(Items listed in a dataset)
■ ■ ■ ■

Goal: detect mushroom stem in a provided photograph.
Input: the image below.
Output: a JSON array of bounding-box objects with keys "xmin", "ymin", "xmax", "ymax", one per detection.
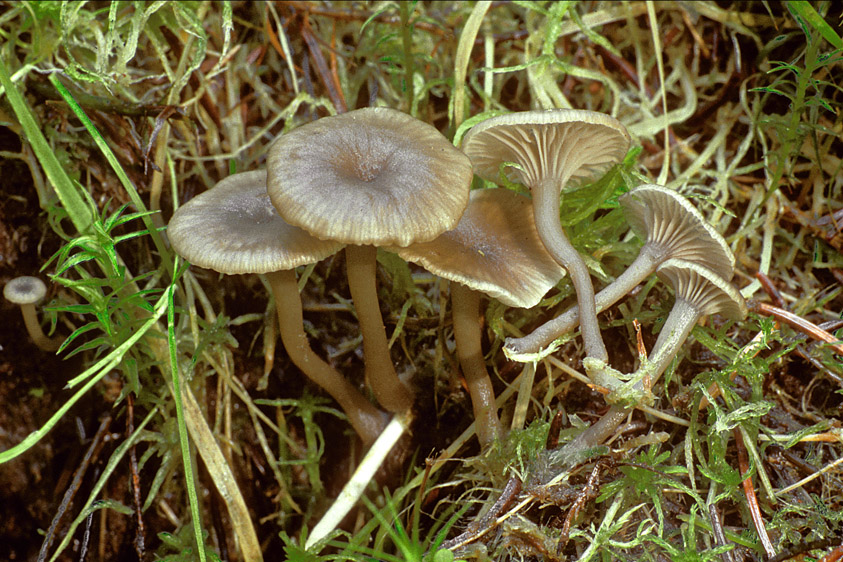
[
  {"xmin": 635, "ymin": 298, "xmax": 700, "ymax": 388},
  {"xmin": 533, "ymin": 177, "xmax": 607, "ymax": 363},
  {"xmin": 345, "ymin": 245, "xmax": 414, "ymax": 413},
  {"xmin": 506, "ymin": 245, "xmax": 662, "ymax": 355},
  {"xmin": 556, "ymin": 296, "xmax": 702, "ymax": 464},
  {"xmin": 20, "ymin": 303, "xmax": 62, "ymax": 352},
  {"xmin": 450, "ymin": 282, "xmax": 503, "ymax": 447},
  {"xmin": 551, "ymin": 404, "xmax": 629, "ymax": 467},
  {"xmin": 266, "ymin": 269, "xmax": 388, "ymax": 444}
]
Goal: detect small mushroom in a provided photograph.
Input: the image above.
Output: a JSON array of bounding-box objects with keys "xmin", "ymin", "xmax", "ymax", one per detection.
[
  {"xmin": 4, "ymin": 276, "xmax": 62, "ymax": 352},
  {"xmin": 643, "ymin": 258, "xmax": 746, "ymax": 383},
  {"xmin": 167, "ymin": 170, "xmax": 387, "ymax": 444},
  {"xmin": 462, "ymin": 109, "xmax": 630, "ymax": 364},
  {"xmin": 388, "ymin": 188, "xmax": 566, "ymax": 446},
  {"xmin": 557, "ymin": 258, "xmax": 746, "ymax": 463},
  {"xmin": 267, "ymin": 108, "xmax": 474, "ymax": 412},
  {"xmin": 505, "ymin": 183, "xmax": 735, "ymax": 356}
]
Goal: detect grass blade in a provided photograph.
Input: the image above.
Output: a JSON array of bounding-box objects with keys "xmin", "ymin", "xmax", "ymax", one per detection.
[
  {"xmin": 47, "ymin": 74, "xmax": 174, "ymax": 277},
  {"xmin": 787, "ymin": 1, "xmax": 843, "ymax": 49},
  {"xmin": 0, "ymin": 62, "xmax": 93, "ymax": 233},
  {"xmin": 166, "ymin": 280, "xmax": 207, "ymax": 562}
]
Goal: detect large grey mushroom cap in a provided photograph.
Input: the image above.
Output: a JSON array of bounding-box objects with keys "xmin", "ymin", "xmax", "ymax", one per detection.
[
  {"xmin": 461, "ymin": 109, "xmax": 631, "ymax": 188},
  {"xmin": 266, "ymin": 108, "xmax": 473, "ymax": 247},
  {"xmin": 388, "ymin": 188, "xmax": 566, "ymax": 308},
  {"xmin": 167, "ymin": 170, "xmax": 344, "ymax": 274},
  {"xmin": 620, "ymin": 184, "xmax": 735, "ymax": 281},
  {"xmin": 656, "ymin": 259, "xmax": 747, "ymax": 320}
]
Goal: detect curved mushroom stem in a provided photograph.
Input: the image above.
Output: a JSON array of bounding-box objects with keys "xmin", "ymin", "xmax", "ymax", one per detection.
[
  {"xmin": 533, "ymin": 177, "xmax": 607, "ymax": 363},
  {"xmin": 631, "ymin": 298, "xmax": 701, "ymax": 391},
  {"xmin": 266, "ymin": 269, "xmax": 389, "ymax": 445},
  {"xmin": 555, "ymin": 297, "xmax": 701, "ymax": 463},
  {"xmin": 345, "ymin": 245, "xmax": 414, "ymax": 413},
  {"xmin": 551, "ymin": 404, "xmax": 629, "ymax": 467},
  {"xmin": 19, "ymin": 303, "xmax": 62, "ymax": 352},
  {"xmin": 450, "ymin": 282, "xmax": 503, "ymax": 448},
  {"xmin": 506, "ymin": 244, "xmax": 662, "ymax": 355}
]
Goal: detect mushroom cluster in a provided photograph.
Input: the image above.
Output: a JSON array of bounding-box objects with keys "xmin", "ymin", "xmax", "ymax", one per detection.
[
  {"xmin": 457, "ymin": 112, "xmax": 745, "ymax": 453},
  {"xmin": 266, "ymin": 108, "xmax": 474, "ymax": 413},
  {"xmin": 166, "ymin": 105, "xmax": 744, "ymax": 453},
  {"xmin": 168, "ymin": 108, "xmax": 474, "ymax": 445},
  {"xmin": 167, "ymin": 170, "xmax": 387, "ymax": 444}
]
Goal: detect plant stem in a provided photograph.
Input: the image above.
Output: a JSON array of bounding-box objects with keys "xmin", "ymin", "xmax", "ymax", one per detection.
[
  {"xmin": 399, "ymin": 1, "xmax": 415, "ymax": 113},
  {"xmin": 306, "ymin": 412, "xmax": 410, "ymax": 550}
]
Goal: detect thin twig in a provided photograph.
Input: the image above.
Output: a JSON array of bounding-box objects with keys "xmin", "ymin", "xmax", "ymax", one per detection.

■ ■ ■ ■

--- WORK TO COMPLETE ---
If a line in the data above contains "mushroom", return that line.

--- SOLUTION TO THIS TASK ---
Goal: detect mushroom stem in a provided photograph.
Goal: detect small mushroom in a provided photograph.
Goal: detect large grey mushroom cap in a provided photograph.
Goal: detect curved mushroom stem in a provided photograph.
Goal: detect mushroom cluster in a provided photograph.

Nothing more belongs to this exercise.